- _The exercise_
Copy out every one of the rows below verbatim, without changing a single character.

- _Material for this exercise_
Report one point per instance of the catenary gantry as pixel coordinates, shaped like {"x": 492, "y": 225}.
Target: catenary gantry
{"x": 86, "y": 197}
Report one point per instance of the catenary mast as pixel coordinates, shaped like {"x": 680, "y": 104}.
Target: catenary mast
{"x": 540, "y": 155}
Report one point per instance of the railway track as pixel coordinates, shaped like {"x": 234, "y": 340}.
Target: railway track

- _Output below_
Report one point per instance of the catenary gantry as pixel coordinates, shaped like {"x": 492, "y": 225}.
Target: catenary gantry
{"x": 86, "y": 197}
Report one point per instance of the catenary mast as pixel coordinates, shaped like {"x": 680, "y": 104}.
Target: catenary mast
{"x": 540, "y": 155}
Report one point per instance of the railway track as pixel coordinates, shaped like {"x": 234, "y": 340}.
Target: railway track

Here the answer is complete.